Extracted information ::
'''

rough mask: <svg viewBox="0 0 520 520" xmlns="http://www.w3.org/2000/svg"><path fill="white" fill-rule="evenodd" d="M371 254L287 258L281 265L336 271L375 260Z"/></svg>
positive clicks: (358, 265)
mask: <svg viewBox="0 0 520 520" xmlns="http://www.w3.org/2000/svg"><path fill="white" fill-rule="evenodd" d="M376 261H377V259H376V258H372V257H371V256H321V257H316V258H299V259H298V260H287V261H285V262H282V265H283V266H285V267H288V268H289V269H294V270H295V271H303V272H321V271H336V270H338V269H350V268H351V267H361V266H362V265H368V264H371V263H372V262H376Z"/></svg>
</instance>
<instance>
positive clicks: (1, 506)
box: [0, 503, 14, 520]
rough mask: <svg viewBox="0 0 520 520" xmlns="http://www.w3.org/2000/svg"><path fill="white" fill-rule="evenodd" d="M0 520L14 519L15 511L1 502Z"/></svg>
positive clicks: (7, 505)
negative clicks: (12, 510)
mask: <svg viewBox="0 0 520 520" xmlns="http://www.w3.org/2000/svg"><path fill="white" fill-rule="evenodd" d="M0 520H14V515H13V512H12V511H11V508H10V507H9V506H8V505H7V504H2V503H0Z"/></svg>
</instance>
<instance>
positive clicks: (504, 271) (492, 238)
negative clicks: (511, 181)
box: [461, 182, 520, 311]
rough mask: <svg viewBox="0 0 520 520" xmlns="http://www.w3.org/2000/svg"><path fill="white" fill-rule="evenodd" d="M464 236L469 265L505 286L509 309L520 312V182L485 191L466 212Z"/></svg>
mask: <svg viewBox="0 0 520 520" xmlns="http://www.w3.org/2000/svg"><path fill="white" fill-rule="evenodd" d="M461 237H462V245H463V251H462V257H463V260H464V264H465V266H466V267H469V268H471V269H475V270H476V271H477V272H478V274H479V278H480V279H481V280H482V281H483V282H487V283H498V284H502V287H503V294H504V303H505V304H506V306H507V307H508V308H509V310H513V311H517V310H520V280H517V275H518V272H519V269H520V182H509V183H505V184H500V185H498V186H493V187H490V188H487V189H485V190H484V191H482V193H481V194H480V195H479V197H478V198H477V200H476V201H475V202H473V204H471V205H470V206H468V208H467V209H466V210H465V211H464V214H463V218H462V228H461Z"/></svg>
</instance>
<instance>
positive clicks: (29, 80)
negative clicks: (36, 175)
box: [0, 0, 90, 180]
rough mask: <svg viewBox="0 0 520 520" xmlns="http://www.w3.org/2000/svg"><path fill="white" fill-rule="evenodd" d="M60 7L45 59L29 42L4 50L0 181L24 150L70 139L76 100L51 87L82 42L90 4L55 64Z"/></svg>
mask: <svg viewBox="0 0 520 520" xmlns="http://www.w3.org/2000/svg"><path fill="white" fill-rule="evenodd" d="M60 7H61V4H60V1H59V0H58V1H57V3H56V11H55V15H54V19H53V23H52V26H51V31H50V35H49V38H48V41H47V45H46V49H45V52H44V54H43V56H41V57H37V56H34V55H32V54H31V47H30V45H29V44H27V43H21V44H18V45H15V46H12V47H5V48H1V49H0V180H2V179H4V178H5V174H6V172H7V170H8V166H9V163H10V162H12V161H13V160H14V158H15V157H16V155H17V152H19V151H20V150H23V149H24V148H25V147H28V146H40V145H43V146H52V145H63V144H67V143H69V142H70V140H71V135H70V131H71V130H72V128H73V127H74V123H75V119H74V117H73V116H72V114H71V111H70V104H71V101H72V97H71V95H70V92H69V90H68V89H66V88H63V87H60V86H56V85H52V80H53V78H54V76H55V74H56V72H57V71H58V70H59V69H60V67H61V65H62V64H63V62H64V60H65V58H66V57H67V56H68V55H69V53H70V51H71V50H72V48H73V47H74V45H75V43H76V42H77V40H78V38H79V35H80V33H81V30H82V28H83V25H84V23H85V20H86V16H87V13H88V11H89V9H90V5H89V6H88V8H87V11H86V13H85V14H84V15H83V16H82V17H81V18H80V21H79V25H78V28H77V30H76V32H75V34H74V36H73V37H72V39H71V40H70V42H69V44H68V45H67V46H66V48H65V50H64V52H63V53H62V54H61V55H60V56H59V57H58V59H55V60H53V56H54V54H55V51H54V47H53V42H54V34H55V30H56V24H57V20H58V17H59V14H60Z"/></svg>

'''

What the task asks :: Return the listing word for word.

Answer for the task ::
rough mask: <svg viewBox="0 0 520 520" xmlns="http://www.w3.org/2000/svg"><path fill="white" fill-rule="evenodd" d="M371 254L287 258L281 265L336 271L375 260Z"/></svg>
positive clicks: (358, 265)
mask: <svg viewBox="0 0 520 520" xmlns="http://www.w3.org/2000/svg"><path fill="white" fill-rule="evenodd" d="M376 261H377V259H376V258H372V257H371V256H321V257H316V258H299V259H298V260H287V261H285V262H282V265H283V266H285V267H288V268H289V269H294V270H295V271H303V272H321V271H336V270H338V269H350V268H351V267H361V266H362V265H368V264H371V263H372V262H376Z"/></svg>
</instance>
<instance>
positive clicks: (1, 506)
box: [0, 503, 14, 520]
rough mask: <svg viewBox="0 0 520 520" xmlns="http://www.w3.org/2000/svg"><path fill="white" fill-rule="evenodd" d="M0 520L14 519L15 511L1 502Z"/></svg>
positive clicks: (7, 505)
negative clicks: (12, 510)
mask: <svg viewBox="0 0 520 520" xmlns="http://www.w3.org/2000/svg"><path fill="white" fill-rule="evenodd" d="M0 520H14V515H13V512H12V511H11V508H10V507H9V506H8V505H7V504H2V503H0Z"/></svg>
</instance>
<instance>
positive clicks: (504, 271) (492, 238)
negative clicks: (511, 181)
box: [461, 182, 520, 311]
rough mask: <svg viewBox="0 0 520 520" xmlns="http://www.w3.org/2000/svg"><path fill="white" fill-rule="evenodd" d="M464 236L469 265L505 286L509 309L520 312V182L485 191L466 212Z"/></svg>
mask: <svg viewBox="0 0 520 520" xmlns="http://www.w3.org/2000/svg"><path fill="white" fill-rule="evenodd" d="M461 237H462V245H463V251H462V257H463V260H464V264H465V266H466V267H469V268H471V269H475V270H476V271H477V272H478V274H479V278H480V279H481V280H482V281H483V282H487V283H498V284H502V287H503V294H504V303H505V304H506V306H507V307H508V308H509V310H513V311H517V310H520V280H517V275H518V272H519V269H520V182H509V183H505V184H500V185H498V186H493V187H490V188H487V189H485V190H484V191H482V193H481V194H480V195H479V197H478V198H477V200H476V201H475V202H473V204H471V205H470V206H468V208H467V209H466V210H465V211H464V214H463V218H462V228H461Z"/></svg>
</instance>
<instance>
positive clicks: (29, 80)
negative clicks: (36, 175)
box: [0, 0, 90, 180]
rough mask: <svg viewBox="0 0 520 520" xmlns="http://www.w3.org/2000/svg"><path fill="white" fill-rule="evenodd" d="M60 7L45 59L29 42L4 50L0 181L24 150L70 139L76 100L51 87L82 42L90 4L55 64Z"/></svg>
mask: <svg viewBox="0 0 520 520" xmlns="http://www.w3.org/2000/svg"><path fill="white" fill-rule="evenodd" d="M60 7H61V4H60V1H59V0H58V1H57V3H56V11H55V15H54V19H53V23H52V26H51V31H50V35H49V38H48V41H47V45H46V49H45V52H44V54H43V56H41V57H37V56H34V55H32V54H31V47H30V45H29V44H27V43H21V44H18V45H15V46H12V47H5V48H1V49H0V180H2V179H4V178H5V174H6V172H7V170H8V166H9V163H10V162H12V161H13V160H14V158H15V157H16V155H17V152H19V151H20V150H23V149H24V148H25V147H28V146H40V145H43V146H52V145H63V144H67V143H69V142H70V140H71V135H70V131H71V130H72V128H73V127H74V123H75V119H74V117H73V116H72V114H71V111H70V104H71V101H72V97H71V95H70V92H69V90H68V89H66V88H63V87H60V86H56V85H52V80H53V78H54V76H55V74H56V72H57V71H58V70H59V69H60V67H61V65H62V64H63V62H64V60H65V58H66V57H67V56H68V55H69V53H70V51H71V50H72V48H73V47H74V45H75V43H76V42H77V40H78V38H79V35H80V33H81V30H82V28H83V25H84V23H85V20H86V16H87V13H88V11H89V9H90V5H89V6H88V8H87V11H86V13H85V14H84V15H83V16H82V17H81V18H80V21H79V25H78V28H77V30H76V32H75V34H74V36H73V37H72V39H71V40H70V42H69V44H68V45H67V46H66V48H65V50H64V52H63V53H62V54H61V55H60V56H59V57H58V59H55V60H53V56H54V54H55V51H54V47H53V42H54V34H55V30H56V24H57V20H58V17H59V14H60Z"/></svg>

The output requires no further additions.